● **Text**
Judge: Curtis A. Kin, Case: BC506921, Date: 2022-10-11 Tentative Ruling
Case Number: BC506921 Hearing Date: October 11, 2022 Dept: 72
MOTION TO ENFORCE
JUDGMENT/CHARGING ORDER
MOTION FOR RETURN OF CASH DEPOSIT MADE TO STAY
ENFORCEMENT OF COURT’S ORDER PENDING APPEAL
Date: 10/11/22
(8:30 AM)
Case: William E. Rice et al. v.
Gary P. Downs et al. (BC506921)
TENTATIVE RULING:
I.
DEFENDANT GARY DOWNS’ MOTION TO ENFORCE
JUDGMENT/CHARGING ORDER
On May 1, 2020, defendant Gary P. Downs brought a Motion to
Enforce Judgment/Charging Order, seeking, among other things, to disgorge
$450,000 that Triton Community Development LLC (“Triton”) made to Glaser Weil
Fink Howard Avchen & Shapiro LLP (“Glaser Weil”). (See Cypers Decl. ¶¶ 18-20.) On August 27, 2020, this Court (Hon. Rupert
Byrdsong, presiding) issued an Order for such disgorgement. (Cypers Decl. ¶ 21.) On December 27, 2021, the Court of Appeal
reversed the August 27, 2020 Order for disgorgement. (Cypers Decl. ¶ 24.) In so doing, the Court of Appeal remanded the
matter and directed the Court to “determine the terms of Glaser Weil's security
interest.” (Rice v. Downs (2021) 73 Cal.App.5th 213, 235.) The Court of
Appeal explained: “Because the trial court resolved the lien priority question
under its equitable authority, preferencing the charging order regardless of
whatever security interest Glaser Weil may have, the court never made any
factual findings as to the terms of the security interest, including, among
other issues, whether it entitled Glaser Weil to the same property covered by
the charging order.” (Id. at 218.)
As directed explicitly by the Court of Appeal, the Court
here determines what property was covered by Glaser Weil’s security interest.
On June 27, 2019, through a Pledge and Security Agreement
(“Security Agreement”), William E. Rice granted Glaser Weil a “continuing first
priority lien on and security interest” in “all rights of [Rice] to receive
moneys or distributions with respect to the Pledged Interests due and to become
due under or pursuant to the Relevant Documents….” (Cypers Decl. ¶¶ 8, 11 &
Ex. 2 at § 2.1(c).) “Pledged Interests” is defined as 100% of Rice’s interest
in Triton. (Id. at § 2.1(a).) “Relevant Documents” is defined as
Triton’s Operating Agreement and all other organizational documents. (Id.
at § 1.)
On July 7, 2019, Glaser Weil filed a UCC-1 Financing Statement
with the California Secretary of State. (Cypers Decl. ¶ 12 & Ex. 2.) The collateral
set forth in the separate statement included “[a]ll of [Rice’s] right, title
and interest in the property described in that certain Pledge and Security
Agreement dated June 27, 2019, by [Rice], as pledgor, for the benefit of
[Glaser Weil].” (Id. at Ex. A to Ex. 2.) Also set forth in the
description of the collateral was Rice’s right to “receive moneys or
distributions with respect to the Pledged Interests due and to become due under
or pursuant to the Relevant Documents.” (Id.)

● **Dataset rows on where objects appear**
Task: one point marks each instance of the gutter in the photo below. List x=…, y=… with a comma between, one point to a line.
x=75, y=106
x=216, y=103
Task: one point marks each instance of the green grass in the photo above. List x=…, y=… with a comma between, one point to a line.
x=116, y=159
==
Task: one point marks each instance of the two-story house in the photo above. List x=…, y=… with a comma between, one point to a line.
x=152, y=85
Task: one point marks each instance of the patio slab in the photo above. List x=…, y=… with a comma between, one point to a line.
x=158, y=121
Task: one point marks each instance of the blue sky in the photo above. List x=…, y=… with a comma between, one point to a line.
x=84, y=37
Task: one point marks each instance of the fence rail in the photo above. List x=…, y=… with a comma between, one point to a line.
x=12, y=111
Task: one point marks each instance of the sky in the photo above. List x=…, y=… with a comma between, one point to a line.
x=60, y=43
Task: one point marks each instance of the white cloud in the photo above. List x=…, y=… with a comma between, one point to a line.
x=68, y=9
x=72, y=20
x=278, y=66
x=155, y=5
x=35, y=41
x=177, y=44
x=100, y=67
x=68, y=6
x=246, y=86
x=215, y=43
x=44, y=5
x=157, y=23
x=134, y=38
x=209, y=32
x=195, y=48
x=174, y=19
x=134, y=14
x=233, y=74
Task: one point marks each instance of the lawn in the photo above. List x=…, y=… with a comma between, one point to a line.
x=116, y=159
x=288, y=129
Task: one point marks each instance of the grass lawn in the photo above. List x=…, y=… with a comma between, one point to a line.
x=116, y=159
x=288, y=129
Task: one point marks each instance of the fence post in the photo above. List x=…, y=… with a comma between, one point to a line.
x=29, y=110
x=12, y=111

● **Challenge**
Return the stretch of the tentative ruling from "As directed explicitly" through "organizational documents. (Id.", copied word for word. The records play no part in what is asked here.

● **Task result**
As directed explicitly by the Court of Appeal, the Court
here determines what property was covered by Glaser Weil’s security interest.
On June 27, 2019, through a Pledge and Security Agreement
(“Security Agreement”), William E. Rice granted Glaser Weil a “continuing first
priority lien on and security interest” in “all rights of [Rice] to receive
moneys or distributions with respect to the Pledged Interests due and to become
due under or pursuant to the Relevant Documents….” (Cypers Decl. ¶¶ 8, 11 &
Ex. 2 at § 2.1(c).) “Pledged Interests” is defined as 100% of Rice’s interest
in Triton. (Id. at § 2.1(a).) “Relevant Documents” is defined as
Triton’s Operating Agreement and all other organizational documents. (Id.